[Point-per-instance localization data]
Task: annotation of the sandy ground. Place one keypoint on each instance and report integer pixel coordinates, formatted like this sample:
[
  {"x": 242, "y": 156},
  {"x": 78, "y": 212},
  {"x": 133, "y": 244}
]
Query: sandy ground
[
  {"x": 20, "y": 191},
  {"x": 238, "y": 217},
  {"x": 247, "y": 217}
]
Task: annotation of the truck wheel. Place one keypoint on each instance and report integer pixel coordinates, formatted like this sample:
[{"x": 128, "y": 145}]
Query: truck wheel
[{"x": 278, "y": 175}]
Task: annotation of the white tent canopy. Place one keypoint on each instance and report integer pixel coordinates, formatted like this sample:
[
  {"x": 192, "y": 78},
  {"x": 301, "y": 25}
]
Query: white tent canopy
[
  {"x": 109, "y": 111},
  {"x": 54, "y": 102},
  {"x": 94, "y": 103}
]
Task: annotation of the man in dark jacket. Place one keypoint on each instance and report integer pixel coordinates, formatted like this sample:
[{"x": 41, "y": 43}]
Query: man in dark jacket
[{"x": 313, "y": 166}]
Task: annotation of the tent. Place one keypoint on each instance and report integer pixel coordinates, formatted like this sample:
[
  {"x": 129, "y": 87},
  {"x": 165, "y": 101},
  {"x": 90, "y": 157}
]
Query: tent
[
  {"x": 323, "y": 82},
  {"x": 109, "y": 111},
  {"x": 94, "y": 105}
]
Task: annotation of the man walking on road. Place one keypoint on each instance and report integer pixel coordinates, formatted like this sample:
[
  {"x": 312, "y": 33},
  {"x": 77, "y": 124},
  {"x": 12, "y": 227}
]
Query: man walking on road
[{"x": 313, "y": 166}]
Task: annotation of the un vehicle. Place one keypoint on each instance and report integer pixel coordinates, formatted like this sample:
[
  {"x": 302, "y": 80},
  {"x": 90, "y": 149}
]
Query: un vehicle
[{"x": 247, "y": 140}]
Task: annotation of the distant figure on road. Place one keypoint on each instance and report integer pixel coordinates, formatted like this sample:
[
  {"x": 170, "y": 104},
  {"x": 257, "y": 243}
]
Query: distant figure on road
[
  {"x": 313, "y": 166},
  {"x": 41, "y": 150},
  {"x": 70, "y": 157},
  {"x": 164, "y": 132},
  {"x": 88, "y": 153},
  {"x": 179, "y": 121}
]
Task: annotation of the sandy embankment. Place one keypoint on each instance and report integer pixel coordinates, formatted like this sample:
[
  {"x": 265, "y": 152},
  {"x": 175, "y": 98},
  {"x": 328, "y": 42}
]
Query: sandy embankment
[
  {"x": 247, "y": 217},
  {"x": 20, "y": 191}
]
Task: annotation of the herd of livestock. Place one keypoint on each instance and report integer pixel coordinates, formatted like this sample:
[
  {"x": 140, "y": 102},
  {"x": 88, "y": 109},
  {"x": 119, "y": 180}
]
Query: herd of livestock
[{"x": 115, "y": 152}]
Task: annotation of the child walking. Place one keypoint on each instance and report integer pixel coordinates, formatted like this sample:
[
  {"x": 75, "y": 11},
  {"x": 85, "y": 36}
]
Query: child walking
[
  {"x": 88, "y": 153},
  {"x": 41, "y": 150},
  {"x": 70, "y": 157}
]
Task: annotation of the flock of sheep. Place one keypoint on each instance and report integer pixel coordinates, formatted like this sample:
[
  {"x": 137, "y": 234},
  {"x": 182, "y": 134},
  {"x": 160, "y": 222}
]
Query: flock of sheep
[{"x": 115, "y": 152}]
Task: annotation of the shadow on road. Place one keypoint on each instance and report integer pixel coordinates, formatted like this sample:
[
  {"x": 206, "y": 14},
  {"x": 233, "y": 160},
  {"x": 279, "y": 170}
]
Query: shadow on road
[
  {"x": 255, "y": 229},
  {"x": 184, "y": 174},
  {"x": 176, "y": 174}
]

What the exercise asks:
Output every record above exactly as it was given.

Task output:
Task: annotation of the sandy ground. Place one keypoint on each instance and report integer pixel coordinates, formatted like this sample:
[
  {"x": 242, "y": 156},
  {"x": 78, "y": 212},
  {"x": 133, "y": 244}
]
Query: sandy ground
[
  {"x": 20, "y": 191},
  {"x": 238, "y": 217},
  {"x": 247, "y": 217}
]
Task: annotation of the truck wheel. Place one keypoint on each instance and report integer pixel coordinates, formatted like this sample:
[{"x": 128, "y": 145}]
Query: truck wheel
[{"x": 278, "y": 175}]
Task: annotation of the white tent canopy. Place one keypoint on each instance and report integer pixel coordinates, formatted like this sample:
[
  {"x": 192, "y": 78},
  {"x": 301, "y": 25}
]
Query: white tent canopy
[
  {"x": 109, "y": 111},
  {"x": 54, "y": 102},
  {"x": 94, "y": 103}
]
Task: annotation of the man in dark jacket. Place one keypoint on each instance and report integer pixel coordinates, formatted like this sample:
[{"x": 41, "y": 43}]
Query: man in dark jacket
[{"x": 313, "y": 166}]
Task: annotation of the tent. Place one keypoint on each instance and report integer pixel coordinates, formatted like this sample:
[
  {"x": 129, "y": 87},
  {"x": 165, "y": 101},
  {"x": 90, "y": 157}
]
Query: tent
[
  {"x": 323, "y": 82},
  {"x": 109, "y": 111},
  {"x": 94, "y": 105}
]
Task: annotation of the man walking on road. Place one keypoint on each instance and report integer pixel coordinates, formatted like this sample:
[
  {"x": 312, "y": 33},
  {"x": 77, "y": 124},
  {"x": 12, "y": 227}
]
Query: man walking on road
[{"x": 313, "y": 166}]
Task: annotation of the un vehicle. Place one keypoint on each instance and report integer pixel coordinates, formatted like this sample:
[
  {"x": 302, "y": 80},
  {"x": 90, "y": 149}
]
Query: un vehicle
[{"x": 247, "y": 140}]
Task: annotation of the distant figure on road. Place one keypoint on each instance and report integer pixel coordinates, formatted like this sample:
[
  {"x": 170, "y": 104},
  {"x": 257, "y": 243}
]
Query: distant figure on road
[
  {"x": 313, "y": 166},
  {"x": 41, "y": 150},
  {"x": 70, "y": 157},
  {"x": 164, "y": 132},
  {"x": 88, "y": 153},
  {"x": 179, "y": 121}
]
Task: annotation of the sandy embankment. Place one keypoint on each instance and report integer pixel coordinates, formatted like this sample:
[
  {"x": 265, "y": 152},
  {"x": 175, "y": 98},
  {"x": 328, "y": 42}
]
Query: sandy embankment
[
  {"x": 247, "y": 217},
  {"x": 20, "y": 191}
]
Task: annotation of the herd of livestock. Place one keypoint on each instance and report integer pixel coordinates, formatted like this sample:
[
  {"x": 140, "y": 102},
  {"x": 88, "y": 109},
  {"x": 119, "y": 180}
]
Query: herd of livestock
[{"x": 115, "y": 152}]
Task: annotation of the child walking. Place one keypoint on each instance and report integer pixel coordinates, formatted like this sample:
[
  {"x": 75, "y": 11},
  {"x": 85, "y": 36}
]
Query: child walking
[
  {"x": 88, "y": 153},
  {"x": 41, "y": 150},
  {"x": 70, "y": 157}
]
Task: annotation of the flock of sheep. Place one keypoint on each instance and report integer pixel coordinates, formatted like this sample:
[
  {"x": 137, "y": 234},
  {"x": 182, "y": 134},
  {"x": 160, "y": 222}
]
Query: flock of sheep
[{"x": 115, "y": 152}]
Task: annotation of the shadow on road. Place one keypoint on each instance and report integer pixel coordinates, formatted like this sample:
[
  {"x": 206, "y": 14},
  {"x": 233, "y": 160},
  {"x": 279, "y": 170}
]
Query: shadow on road
[
  {"x": 255, "y": 229},
  {"x": 184, "y": 174},
  {"x": 176, "y": 174}
]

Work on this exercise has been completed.